Your objective: Write out, word for word, every line from the one containing "out the turquoise" through the last line of the records below, both ends included.

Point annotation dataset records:
--- Begin ---
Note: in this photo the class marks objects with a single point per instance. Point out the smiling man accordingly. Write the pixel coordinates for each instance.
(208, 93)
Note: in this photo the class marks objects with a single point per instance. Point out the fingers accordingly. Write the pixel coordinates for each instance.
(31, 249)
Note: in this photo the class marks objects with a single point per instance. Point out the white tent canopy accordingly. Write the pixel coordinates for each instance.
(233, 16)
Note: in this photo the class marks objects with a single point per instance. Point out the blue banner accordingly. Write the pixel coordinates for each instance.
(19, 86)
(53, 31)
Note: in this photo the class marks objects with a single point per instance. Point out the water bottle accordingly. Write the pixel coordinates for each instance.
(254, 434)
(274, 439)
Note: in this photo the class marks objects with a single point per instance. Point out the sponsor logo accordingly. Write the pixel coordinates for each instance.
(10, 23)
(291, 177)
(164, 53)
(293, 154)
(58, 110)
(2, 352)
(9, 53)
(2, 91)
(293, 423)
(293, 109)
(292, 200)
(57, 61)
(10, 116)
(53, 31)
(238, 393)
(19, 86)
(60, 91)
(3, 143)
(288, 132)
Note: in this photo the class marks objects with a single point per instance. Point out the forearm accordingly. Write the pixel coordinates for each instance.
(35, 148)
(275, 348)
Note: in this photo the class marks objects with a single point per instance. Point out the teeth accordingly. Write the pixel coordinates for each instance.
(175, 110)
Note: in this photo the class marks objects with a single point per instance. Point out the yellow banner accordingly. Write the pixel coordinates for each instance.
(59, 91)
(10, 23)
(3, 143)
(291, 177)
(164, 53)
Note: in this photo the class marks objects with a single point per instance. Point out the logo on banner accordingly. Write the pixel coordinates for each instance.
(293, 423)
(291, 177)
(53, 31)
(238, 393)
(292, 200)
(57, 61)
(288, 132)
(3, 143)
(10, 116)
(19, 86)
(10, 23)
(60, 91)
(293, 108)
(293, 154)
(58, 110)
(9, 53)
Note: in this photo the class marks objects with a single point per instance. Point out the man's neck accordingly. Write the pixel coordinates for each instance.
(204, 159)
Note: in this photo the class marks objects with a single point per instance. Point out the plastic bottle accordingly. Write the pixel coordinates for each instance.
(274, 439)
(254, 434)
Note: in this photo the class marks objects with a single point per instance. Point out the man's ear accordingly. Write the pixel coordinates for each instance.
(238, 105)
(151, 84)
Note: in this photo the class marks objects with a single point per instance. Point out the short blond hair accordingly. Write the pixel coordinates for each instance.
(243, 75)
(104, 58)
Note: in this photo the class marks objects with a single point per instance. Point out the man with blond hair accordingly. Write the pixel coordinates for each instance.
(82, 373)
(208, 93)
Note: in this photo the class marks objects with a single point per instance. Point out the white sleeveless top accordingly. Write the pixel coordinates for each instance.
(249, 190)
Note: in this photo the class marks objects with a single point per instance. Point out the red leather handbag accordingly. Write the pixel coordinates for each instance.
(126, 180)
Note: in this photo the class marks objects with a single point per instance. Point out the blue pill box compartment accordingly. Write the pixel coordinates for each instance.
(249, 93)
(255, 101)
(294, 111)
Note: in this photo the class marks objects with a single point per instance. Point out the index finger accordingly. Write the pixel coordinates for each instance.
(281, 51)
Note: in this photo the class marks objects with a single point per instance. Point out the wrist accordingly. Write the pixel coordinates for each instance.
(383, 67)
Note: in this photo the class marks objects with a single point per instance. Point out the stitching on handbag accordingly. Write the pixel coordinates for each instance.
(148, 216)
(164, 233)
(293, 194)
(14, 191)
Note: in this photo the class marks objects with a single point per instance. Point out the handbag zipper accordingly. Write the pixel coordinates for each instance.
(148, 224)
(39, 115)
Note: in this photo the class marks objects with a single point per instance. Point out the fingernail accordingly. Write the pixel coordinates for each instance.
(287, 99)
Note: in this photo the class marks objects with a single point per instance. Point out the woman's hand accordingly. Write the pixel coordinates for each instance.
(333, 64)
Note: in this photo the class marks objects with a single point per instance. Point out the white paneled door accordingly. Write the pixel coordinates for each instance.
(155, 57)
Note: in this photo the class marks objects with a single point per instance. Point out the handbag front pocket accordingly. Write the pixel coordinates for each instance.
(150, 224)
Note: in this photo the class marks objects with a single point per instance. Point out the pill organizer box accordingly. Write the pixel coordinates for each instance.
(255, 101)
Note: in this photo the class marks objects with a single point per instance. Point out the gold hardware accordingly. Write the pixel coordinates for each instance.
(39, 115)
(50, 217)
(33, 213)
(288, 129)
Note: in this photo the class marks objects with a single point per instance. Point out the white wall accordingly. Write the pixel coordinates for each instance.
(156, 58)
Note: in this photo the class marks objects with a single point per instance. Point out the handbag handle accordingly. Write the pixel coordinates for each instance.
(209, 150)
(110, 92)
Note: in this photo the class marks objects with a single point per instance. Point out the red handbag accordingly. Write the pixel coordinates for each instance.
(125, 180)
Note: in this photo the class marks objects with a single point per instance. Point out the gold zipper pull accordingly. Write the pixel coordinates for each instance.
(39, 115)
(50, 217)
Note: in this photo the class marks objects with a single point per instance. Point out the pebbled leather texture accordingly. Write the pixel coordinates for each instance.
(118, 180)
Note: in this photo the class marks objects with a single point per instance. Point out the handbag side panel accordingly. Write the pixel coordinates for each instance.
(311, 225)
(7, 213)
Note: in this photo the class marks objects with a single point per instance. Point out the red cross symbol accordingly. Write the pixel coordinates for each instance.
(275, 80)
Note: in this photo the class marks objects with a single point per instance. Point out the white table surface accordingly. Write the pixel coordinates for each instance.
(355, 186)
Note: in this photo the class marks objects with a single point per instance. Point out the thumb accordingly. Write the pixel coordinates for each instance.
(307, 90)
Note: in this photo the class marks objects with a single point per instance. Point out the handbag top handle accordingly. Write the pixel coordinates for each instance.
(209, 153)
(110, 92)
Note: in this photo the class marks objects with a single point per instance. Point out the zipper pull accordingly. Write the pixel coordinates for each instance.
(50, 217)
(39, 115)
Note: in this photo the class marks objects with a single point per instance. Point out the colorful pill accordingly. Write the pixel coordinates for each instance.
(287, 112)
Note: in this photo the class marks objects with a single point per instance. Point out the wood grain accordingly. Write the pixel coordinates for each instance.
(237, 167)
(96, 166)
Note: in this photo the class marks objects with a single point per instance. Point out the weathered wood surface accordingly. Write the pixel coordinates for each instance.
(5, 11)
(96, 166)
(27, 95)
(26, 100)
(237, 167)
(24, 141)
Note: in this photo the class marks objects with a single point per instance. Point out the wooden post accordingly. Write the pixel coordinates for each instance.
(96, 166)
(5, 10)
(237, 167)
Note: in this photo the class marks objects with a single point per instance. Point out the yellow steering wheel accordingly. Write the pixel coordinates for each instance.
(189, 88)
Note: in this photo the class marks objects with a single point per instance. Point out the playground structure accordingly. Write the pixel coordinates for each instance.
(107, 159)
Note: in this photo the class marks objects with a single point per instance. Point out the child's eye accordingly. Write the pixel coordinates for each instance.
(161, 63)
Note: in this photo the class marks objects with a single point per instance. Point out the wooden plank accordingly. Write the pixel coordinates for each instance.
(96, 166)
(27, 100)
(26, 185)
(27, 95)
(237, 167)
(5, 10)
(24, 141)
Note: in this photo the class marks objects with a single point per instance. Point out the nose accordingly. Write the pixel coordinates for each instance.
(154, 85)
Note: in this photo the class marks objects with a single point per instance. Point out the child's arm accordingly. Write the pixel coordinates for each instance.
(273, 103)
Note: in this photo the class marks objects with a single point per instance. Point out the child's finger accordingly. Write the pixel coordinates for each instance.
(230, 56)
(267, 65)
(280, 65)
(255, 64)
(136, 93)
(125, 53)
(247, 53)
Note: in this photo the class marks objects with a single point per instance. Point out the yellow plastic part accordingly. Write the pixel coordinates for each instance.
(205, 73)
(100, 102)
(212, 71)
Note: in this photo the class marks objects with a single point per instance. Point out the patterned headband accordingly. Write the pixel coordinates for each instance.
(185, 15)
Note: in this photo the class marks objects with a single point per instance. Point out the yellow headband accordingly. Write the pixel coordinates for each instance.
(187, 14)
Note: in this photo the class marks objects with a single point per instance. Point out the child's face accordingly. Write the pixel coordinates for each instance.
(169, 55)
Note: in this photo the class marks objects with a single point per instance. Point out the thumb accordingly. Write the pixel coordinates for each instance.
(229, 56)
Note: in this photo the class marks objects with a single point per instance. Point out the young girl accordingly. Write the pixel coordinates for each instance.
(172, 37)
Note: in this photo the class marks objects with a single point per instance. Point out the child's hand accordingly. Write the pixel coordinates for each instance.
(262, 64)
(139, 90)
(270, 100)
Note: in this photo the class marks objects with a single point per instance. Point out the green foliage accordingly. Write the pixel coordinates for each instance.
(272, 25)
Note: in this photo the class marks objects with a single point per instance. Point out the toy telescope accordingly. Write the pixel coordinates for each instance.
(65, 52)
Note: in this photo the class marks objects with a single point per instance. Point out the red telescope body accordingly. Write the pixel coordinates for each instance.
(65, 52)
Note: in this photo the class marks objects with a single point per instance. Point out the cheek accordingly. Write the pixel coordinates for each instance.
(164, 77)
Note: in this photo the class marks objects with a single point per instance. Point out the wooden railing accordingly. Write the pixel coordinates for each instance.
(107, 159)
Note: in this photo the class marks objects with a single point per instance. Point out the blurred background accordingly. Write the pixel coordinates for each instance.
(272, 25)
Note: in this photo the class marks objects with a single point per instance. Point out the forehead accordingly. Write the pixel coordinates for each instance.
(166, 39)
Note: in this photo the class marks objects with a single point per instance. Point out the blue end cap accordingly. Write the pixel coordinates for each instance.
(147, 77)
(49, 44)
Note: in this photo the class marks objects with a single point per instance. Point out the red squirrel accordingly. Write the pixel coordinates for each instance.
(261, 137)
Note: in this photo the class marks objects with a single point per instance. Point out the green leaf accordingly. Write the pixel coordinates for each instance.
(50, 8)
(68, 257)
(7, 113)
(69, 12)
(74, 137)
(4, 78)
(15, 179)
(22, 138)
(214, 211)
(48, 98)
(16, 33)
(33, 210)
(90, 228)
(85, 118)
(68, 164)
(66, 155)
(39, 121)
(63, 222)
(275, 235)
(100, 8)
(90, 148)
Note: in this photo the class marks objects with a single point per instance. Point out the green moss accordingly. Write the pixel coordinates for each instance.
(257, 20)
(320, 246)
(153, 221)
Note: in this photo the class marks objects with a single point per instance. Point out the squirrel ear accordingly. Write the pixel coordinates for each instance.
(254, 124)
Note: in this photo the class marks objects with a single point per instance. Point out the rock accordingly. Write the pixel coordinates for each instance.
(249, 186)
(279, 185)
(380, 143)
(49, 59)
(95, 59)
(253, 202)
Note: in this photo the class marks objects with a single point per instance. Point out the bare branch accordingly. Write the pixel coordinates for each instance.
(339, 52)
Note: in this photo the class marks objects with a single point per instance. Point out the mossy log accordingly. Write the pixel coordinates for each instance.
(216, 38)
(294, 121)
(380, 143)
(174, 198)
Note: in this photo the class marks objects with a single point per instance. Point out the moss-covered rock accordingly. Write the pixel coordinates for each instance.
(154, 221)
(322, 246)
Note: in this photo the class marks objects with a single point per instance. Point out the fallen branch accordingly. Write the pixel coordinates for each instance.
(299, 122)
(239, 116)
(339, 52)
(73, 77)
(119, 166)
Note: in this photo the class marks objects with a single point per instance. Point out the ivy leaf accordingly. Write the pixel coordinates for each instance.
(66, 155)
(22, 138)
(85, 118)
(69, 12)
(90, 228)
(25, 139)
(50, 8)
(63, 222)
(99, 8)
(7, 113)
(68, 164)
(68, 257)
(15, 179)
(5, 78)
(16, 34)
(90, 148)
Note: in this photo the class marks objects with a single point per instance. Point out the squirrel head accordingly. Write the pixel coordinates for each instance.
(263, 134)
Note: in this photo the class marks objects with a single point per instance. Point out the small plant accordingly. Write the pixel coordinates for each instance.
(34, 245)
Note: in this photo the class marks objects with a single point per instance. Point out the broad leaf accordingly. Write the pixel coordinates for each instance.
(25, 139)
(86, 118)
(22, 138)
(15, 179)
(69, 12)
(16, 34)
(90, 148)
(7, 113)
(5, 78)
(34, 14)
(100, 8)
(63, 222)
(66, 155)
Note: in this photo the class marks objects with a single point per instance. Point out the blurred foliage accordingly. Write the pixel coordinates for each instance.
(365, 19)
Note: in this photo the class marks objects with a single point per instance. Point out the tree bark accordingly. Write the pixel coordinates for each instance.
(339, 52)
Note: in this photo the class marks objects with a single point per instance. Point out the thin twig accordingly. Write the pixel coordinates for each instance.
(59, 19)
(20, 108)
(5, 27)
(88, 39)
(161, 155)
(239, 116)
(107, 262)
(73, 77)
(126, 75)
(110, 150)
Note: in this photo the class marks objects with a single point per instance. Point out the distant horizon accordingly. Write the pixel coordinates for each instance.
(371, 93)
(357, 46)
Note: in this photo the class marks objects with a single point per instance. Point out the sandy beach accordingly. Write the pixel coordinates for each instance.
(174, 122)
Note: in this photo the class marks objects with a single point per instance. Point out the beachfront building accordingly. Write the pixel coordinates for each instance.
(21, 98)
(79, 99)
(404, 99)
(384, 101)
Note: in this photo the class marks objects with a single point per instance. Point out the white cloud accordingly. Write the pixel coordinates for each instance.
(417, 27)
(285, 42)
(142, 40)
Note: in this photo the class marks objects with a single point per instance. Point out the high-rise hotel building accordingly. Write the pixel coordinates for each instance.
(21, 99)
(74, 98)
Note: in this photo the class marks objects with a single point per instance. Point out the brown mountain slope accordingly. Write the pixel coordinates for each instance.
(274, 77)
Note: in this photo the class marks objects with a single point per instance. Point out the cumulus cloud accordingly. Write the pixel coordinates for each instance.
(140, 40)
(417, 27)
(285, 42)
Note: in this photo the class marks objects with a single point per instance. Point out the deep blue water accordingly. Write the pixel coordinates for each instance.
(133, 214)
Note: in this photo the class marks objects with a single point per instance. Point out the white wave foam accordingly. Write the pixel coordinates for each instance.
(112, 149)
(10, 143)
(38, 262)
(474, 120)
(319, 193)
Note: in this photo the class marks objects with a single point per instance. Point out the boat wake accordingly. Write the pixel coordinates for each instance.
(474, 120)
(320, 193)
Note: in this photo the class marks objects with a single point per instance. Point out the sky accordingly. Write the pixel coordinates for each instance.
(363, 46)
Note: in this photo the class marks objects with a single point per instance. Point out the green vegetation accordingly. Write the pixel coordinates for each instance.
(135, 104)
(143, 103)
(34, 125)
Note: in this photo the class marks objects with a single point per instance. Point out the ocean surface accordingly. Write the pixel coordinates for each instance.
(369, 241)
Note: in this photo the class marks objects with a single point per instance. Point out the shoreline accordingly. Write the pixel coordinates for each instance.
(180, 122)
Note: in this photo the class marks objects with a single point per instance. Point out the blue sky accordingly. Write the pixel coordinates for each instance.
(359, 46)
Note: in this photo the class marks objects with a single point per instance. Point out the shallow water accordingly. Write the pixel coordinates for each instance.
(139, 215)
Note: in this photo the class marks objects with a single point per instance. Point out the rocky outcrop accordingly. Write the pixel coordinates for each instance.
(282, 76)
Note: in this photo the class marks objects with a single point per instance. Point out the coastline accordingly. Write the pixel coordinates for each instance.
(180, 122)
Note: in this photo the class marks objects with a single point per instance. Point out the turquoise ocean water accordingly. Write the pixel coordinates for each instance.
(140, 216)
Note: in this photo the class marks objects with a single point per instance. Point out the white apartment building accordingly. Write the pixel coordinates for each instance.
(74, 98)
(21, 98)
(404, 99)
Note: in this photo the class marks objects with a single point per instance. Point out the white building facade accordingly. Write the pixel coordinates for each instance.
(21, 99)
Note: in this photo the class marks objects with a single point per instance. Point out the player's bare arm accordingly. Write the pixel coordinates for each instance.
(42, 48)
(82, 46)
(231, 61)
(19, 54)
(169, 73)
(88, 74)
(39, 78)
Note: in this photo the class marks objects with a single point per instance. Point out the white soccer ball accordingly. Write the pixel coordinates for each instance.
--- End ---
Correct answer:
Note: in this photo the class marks objects with a single point per instance. Point out the turquoise ocean water accordingly. Write the pixel coordinates for each instance.
(140, 216)
Note: in this photo the class marks objects with a single point per instance. Point out the white apartment building accordingly. Write the pixel coordinates for each instance.
(74, 98)
(21, 98)
(404, 99)
Note: in this photo the class marks objects with a single point per instance. Point out the white building facade accordingly. Write the pixel coordinates for each instance.
(21, 99)
Note: in this photo the class marks objects with a single point per instance. Point out the player's bare arm accordingly. Write the pixel coordinates for each instance.
(42, 48)
(82, 46)
(231, 61)
(19, 54)
(169, 73)
(88, 74)
(39, 78)
Note: in this photo the class marks objects with a single point per instance. Point out the white soccer ball accordingly. Write the pixel coordinates for each instance.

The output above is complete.